## What is needed
Please retype the lines below word for word, leaving out the pictures.

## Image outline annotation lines
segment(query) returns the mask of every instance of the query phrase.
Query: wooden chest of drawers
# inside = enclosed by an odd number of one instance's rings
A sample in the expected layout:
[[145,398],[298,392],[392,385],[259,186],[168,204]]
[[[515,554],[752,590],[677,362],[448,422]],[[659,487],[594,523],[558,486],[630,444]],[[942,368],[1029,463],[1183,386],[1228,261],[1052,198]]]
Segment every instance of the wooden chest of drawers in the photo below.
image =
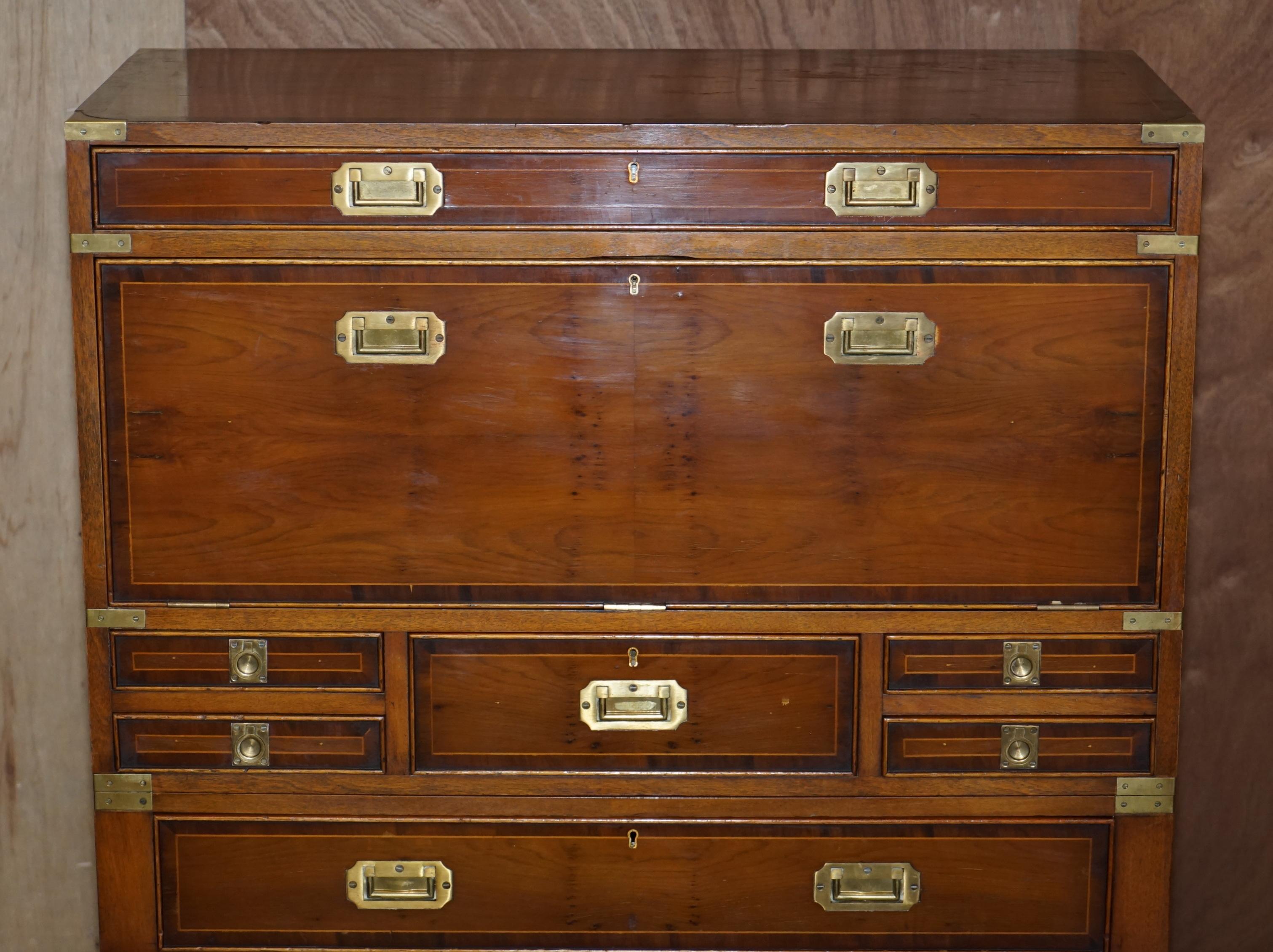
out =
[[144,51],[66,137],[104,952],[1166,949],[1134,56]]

## Complete answer
segment(query) returns the mask of every instance of the query phrase.
Query: wooden chest of drawers
# inside = enclosed by an odd number of one instance's rings
A sample in the expected layout:
[[145,398],[298,392],[392,385],[259,186],[168,204]]
[[[515,554],[752,590],[677,362],[448,422]],[[659,487],[594,523],[558,486],[630,444]],[[942,368],[1029,463],[1183,386],[1228,261],[1052,198]]]
Segment every instance of the wooden chest of drawers in the photo below.
image =
out =
[[144,51],[66,137],[104,952],[1166,949],[1134,56]]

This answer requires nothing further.